Instructions to follow – Exact copies are required of the lines from the line containing "the face, one" through the final line of the listing, both included, and of no other lines.

Given data –
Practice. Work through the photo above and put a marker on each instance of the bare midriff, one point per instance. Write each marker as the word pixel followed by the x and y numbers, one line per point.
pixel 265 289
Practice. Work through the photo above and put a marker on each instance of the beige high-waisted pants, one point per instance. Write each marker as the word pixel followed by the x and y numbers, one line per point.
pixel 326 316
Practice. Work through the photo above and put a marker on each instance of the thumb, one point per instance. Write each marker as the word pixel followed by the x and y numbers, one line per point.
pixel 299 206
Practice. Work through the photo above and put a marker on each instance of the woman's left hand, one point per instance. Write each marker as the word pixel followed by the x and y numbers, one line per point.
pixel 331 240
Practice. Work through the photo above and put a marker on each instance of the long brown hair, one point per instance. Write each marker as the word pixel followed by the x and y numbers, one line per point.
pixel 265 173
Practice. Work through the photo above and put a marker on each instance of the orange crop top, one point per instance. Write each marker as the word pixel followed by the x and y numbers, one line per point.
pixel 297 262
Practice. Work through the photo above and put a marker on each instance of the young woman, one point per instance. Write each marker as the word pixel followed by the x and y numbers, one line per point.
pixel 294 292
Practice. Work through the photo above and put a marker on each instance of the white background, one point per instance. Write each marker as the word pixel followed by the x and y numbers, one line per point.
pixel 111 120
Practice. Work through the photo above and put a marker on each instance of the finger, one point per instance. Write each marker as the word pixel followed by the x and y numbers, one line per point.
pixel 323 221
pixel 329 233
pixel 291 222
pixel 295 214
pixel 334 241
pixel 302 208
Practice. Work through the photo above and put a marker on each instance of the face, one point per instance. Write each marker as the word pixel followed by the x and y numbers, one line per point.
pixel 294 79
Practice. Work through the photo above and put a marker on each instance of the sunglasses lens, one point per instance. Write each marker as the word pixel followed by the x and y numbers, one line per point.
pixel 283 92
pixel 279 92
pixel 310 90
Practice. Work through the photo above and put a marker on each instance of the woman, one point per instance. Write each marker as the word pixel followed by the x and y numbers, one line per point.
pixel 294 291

Solution to this exercise –
Practice. Work through the photo above and put a marker on each instance of the face, one point per instance. Write each marker as the word pixel followed by the x and y numbers, one line per point.
pixel 294 79
Practice. Work through the photo above and put a marker on each instance of the sunglasses lens, one point per instance. Write each marker as the word pixel followed by the x and y numbers, one line per point.
pixel 283 92
pixel 279 92
pixel 310 90
Practice. Work through the photo above and put a marker on each instance of the woman, one point per instance. Write each marker as the word pixel followed by the x and y numbers, one line per point.
pixel 294 291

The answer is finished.